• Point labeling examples
— START —

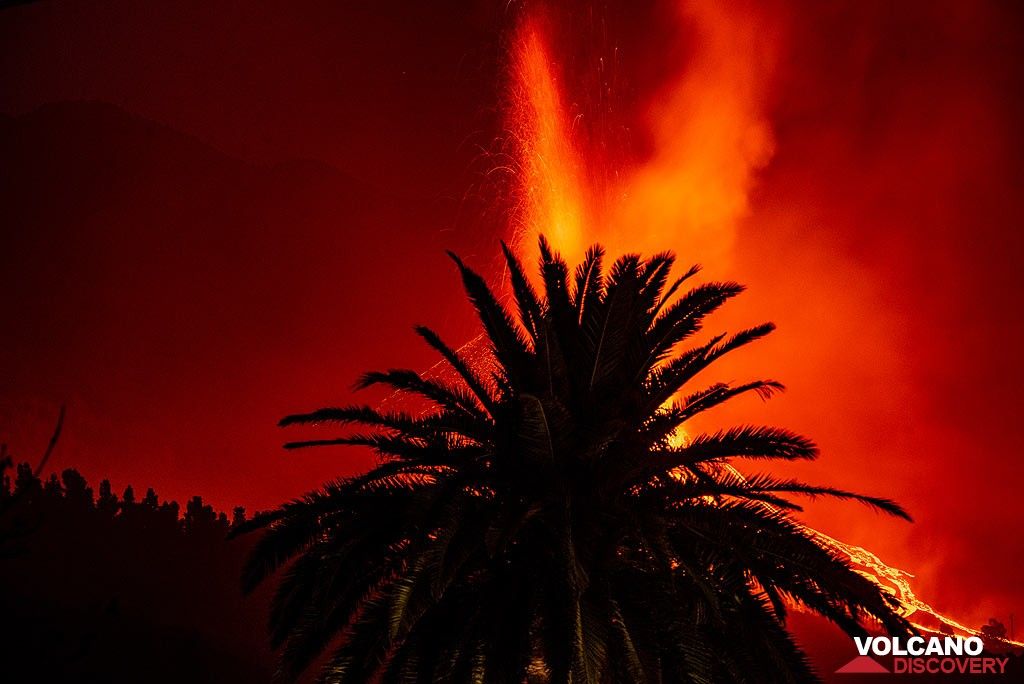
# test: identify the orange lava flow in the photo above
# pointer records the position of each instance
(709, 137)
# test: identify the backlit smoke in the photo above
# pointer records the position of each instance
(709, 134)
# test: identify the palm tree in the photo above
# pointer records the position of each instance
(545, 520)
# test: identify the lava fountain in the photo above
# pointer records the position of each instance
(708, 135)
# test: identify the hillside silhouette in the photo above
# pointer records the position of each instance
(101, 586)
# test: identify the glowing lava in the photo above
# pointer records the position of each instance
(709, 136)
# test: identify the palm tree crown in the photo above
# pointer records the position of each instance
(544, 521)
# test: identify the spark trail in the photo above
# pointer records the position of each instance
(711, 137)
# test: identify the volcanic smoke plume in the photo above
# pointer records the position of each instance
(680, 162)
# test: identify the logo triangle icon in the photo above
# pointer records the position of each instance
(862, 665)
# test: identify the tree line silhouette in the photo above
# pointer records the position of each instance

— END —

• What is expected
Reproduce the records from the line containing "# test: identify the palm tree crown" through the end of the records, changing "spark trail" to "ember trail" and keeping everything else the same. Return only those lines.

• Written solution
# test: identify the palm tree crown in the photo above
# pointer records the position of each instance
(544, 521)
# test: identify the ember trail in the photo above
# pointer records the position of each instance
(711, 137)
# test: identify the volcanic smoke plume in the photo above
# pointer records the position of each instance
(680, 162)
# test: identify the logo triangle icon in the photo above
# pointer records the position of each instance
(862, 665)
# test: identify the tree line silhouette in the photo above
# pointer records the position of each instance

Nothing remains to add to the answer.